··· PROVIDED RECORDS
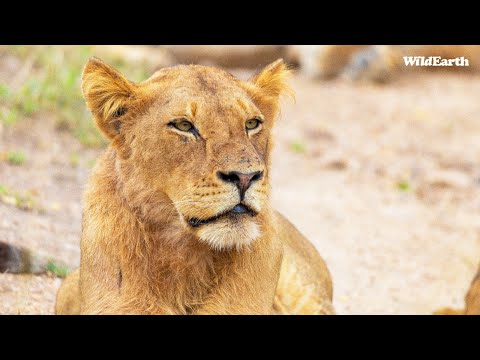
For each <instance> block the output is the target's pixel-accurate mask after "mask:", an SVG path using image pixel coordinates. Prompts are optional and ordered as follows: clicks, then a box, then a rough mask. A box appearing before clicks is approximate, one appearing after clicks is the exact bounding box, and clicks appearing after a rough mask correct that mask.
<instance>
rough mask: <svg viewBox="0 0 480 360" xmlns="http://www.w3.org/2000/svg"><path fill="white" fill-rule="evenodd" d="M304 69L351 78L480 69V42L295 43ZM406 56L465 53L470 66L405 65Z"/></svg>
mask: <svg viewBox="0 0 480 360" xmlns="http://www.w3.org/2000/svg"><path fill="white" fill-rule="evenodd" d="M292 52H293V53H294V54H295V58H296V59H298V61H299V63H300V69H301V71H302V72H303V73H304V74H305V75H306V76H308V77H310V78H321V79H326V78H333V77H335V76H341V77H343V78H347V79H350V80H367V81H374V82H388V81H390V80H392V79H393V78H395V76H398V75H400V74H402V73H404V72H414V71H432V70H440V71H445V70H452V71H470V72H478V71H480V46H479V45H294V46H293V49H292ZM404 56H425V57H426V58H428V57H429V56H441V57H442V58H446V59H455V58H457V57H461V56H463V57H465V58H467V59H468V60H469V66H468V67H455V66H454V67H422V66H405V63H404V59H403V57H404Z"/></svg>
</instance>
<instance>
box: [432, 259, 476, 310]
mask: <svg viewBox="0 0 480 360" xmlns="http://www.w3.org/2000/svg"><path fill="white" fill-rule="evenodd" d="M435 314H437V315H480V267H479V268H478V272H477V275H475V277H474V278H473V280H472V283H471V285H470V289H469V290H468V292H467V295H465V308H464V309H450V308H444V309H441V310H438V311H436V312H435Z"/></svg>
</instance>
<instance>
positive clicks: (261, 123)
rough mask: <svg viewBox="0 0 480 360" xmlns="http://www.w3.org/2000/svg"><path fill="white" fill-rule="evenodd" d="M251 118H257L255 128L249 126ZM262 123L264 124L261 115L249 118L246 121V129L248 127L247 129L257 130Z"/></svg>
mask: <svg viewBox="0 0 480 360" xmlns="http://www.w3.org/2000/svg"><path fill="white" fill-rule="evenodd" d="M251 120H257V125H256V126H255V127H254V128H251V129H249V128H247V125H246V123H247V122H248V121H251ZM261 124H263V119H262V118H261V117H259V116H254V117H253V118H251V119H248V120H247V121H246V122H245V129H247V131H252V130H256V129H258V128H259V127H260V125H261Z"/></svg>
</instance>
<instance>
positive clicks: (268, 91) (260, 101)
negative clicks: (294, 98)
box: [246, 59, 295, 118]
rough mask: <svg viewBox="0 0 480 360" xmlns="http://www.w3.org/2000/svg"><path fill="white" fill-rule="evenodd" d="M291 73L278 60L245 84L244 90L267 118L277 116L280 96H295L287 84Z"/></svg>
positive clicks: (278, 106)
mask: <svg viewBox="0 0 480 360" xmlns="http://www.w3.org/2000/svg"><path fill="white" fill-rule="evenodd" d="M292 73H293V72H292V70H291V69H289V67H288V66H287V64H285V62H284V61H283V59H278V60H276V61H274V62H273V63H271V64H270V65H267V66H266V67H265V68H264V69H263V70H262V71H261V72H260V73H258V74H257V75H255V76H253V77H252V78H251V79H250V80H249V81H248V82H247V89H246V90H247V91H248V92H249V94H250V96H251V98H252V100H253V101H254V102H255V103H256V104H257V106H258V107H259V108H260V110H261V111H262V112H263V113H264V114H265V115H266V116H267V117H272V118H273V117H275V116H276V115H277V113H278V110H279V100H280V96H281V95H283V94H289V95H291V96H292V97H294V96H295V94H294V92H293V90H292V89H291V88H290V86H289V85H288V82H287V81H288V79H289V78H290V77H291V75H292Z"/></svg>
······
→ YOUR GOAL: Would you write out all of the records exactly, omitting the pictures?

→ TASK ANSWER:
For each <instance> block the output is the target's pixel-accurate mask after "mask:", an SVG path using image pixel coordinates. Prompts are optional and ordered as follows: clicks, then a box, then a rough mask. A box appearing before clicks is approximate, one appearing after clicks is the exact bounding box, and clicks appearing after a rough mask correct that mask.
<instance>
rough mask: <svg viewBox="0 0 480 360" xmlns="http://www.w3.org/2000/svg"><path fill="white" fill-rule="evenodd" d="M304 69L351 78L480 69V42L295 43ZM406 56L465 53L470 66L405 65Z"/></svg>
mask: <svg viewBox="0 0 480 360" xmlns="http://www.w3.org/2000/svg"><path fill="white" fill-rule="evenodd" d="M292 52H293V53H294V54H295V58H296V59H298V61H299V63H300V69H301V71H302V72H303V73H304V74H305V75H306V76H308V77H310V78H321V79H326V78H333V77H335V76H341V77H343V78H347V79H350V80H367V81H374V82H388V81H390V80H392V79H393V78H395V76H398V75H400V74H402V73H404V72H414V71H432V70H440V71H445V70H452V71H470V72H478V71H480V46H479V45H294V46H293V49H292ZM404 56H425V57H426V58H428V57H429V56H441V57H442V58H446V59H455V58H457V57H461V56H463V57H465V58H467V59H468V60H469V66H468V67H455V66H454V67H422V66H405V63H404V59H403V57H404Z"/></svg>
</instance>
<instance>
box: [432, 259, 476, 310]
mask: <svg viewBox="0 0 480 360" xmlns="http://www.w3.org/2000/svg"><path fill="white" fill-rule="evenodd" d="M435 314H437V315H480V267H479V268H478V272H477V275H475V277H474V278H473V280H472V283H471V285H470V289H469V290H468V292H467V295H465V308H464V309H450V308H444V309H441V310H438V311H436V312H435Z"/></svg>
</instance>
<instance>
positive clicks: (261, 123)
rough mask: <svg viewBox="0 0 480 360" xmlns="http://www.w3.org/2000/svg"><path fill="white" fill-rule="evenodd" d="M251 118H257L255 128L249 126ZM262 123L264 124L261 115L249 118L246 121V129L248 127L247 129L257 130Z"/></svg>
mask: <svg viewBox="0 0 480 360" xmlns="http://www.w3.org/2000/svg"><path fill="white" fill-rule="evenodd" d="M251 120H257V125H256V126H255V127H254V128H251V129H249V128H247V125H246V123H247V122H248V121H251ZM261 124H263V119H262V118H261V117H259V116H254V117H253V118H251V119H248V120H247V121H246V122H245V129H247V131H252V130H256V129H258V128H259V127H260V125H261Z"/></svg>
</instance>
<instance>
positive clicks: (268, 91) (260, 101)
negative clicks: (294, 98)
box: [246, 59, 295, 118]
rough mask: <svg viewBox="0 0 480 360" xmlns="http://www.w3.org/2000/svg"><path fill="white" fill-rule="evenodd" d="M291 73L278 60L245 84L244 90L267 118L277 116L280 96H295L287 84Z"/></svg>
positive clicks: (278, 106)
mask: <svg viewBox="0 0 480 360" xmlns="http://www.w3.org/2000/svg"><path fill="white" fill-rule="evenodd" d="M292 73H293V72H292V70H291V69H289V67H288V66H287V64H285V62H284V61H283V59H278V60H276V61H274V62H273V63H271V64H270V65H267V66H266V67H265V68H264V69H263V70H262V71H261V72H260V73H258V74H257V75H255V76H253V77H252V78H251V79H250V80H249V81H248V82H247V89H246V90H247V91H248V92H249V94H250V96H251V98H252V100H253V101H254V102H255V103H256V104H257V106H258V107H259V108H260V110H261V111H262V112H263V113H264V114H265V115H266V116H267V117H272V118H273V117H275V116H276V115H277V113H278V110H279V100H280V96H281V95H283V94H289V95H291V96H292V97H294V96H295V94H294V92H293V90H292V89H291V88H290V86H289V85H288V82H287V81H288V79H289V78H290V77H291V75H292Z"/></svg>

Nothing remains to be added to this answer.